(Work to be completed):
Output every one of the following rows verbatim, without altering any character.

(Entries provided):
((

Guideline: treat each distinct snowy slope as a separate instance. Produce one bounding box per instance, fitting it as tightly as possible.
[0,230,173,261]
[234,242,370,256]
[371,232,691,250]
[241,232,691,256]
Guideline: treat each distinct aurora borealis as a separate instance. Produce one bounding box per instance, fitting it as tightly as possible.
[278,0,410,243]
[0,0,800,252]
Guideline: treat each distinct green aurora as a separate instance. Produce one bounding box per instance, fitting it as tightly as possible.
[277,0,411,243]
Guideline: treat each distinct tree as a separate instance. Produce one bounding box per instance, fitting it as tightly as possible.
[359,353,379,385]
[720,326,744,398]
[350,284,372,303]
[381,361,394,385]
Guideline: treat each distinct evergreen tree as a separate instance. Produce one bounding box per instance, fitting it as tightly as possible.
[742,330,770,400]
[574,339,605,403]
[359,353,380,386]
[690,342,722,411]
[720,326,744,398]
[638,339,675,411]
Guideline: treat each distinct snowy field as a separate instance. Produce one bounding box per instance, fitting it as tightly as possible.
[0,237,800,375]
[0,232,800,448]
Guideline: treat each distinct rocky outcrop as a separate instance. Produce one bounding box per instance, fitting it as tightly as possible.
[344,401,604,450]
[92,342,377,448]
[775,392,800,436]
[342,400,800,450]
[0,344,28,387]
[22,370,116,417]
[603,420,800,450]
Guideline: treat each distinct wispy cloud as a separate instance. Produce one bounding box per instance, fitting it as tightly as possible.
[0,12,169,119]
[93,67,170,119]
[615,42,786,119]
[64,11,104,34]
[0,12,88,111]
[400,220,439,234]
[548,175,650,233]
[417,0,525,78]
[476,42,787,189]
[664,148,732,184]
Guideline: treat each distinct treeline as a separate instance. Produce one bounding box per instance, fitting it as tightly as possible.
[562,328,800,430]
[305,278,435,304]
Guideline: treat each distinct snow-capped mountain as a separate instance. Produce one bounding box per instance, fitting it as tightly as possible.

))

(The output):
Guideline: treat each distinct snowy slope as a separate instance. Produce one bounding box per instance, fitting it as tightly as possible.
[0,230,173,261]
[234,242,370,256]
[371,232,691,250]
[241,232,691,256]
Guideline: treat each distinct aurora borealis as a separate instance. Produce one bounding box per instance, fitting it as tightly as possible.
[278,0,410,243]
[0,0,800,252]
Guideline: treat each distinct green aurora as a separate instance. Produce one bounding box per instance, fitting it as tightly as possible.
[277,0,411,243]
Guideline: treat each distinct tree as a separate instance. Produce one bounding box per instance, fitting it as tightly as possible.
[359,353,379,385]
[720,326,744,398]
[350,284,372,303]
[381,361,394,385]
Guideline: treat each distinct evergreen tree as a separate instance. Produce one bounding box per instance, fitting it as tightly as possible.
[742,330,770,400]
[574,339,605,403]
[359,353,380,386]
[690,342,722,411]
[720,326,744,398]
[638,339,675,411]
Guideline: treat each distinct snowy field as a separate instance. Produce one bounding box per instance, fitting it as tightly as possible.
[0,237,800,375]
[0,232,800,448]
Guideline: treat each distinct rocky outcrop as a separate instance. Produce one bounding box per instance, fitting it as tightly as possible.
[344,401,604,450]
[92,342,377,448]
[775,392,800,436]
[342,400,800,450]
[0,344,28,387]
[22,370,116,417]
[603,420,800,450]
Guideline: treat each distinct wispy cloud as a separate instance. Produce one bounding box per instance, fitting it as tightly as possible.
[0,12,169,119]
[93,67,170,119]
[615,42,786,119]
[64,11,104,34]
[0,12,88,111]
[400,220,439,234]
[548,175,650,233]
[417,0,525,78]
[476,42,787,189]
[664,148,732,184]
Guideline: treat each distinct treeline as a separate instance. Produce one bounding box per instance, fitting it as tightly as possible.
[562,328,800,430]
[305,278,435,304]
Guideline: treat each distinct snow-capped mountain as a separate instance. Produce one bounding box per instance, fitting it as tightly as possible.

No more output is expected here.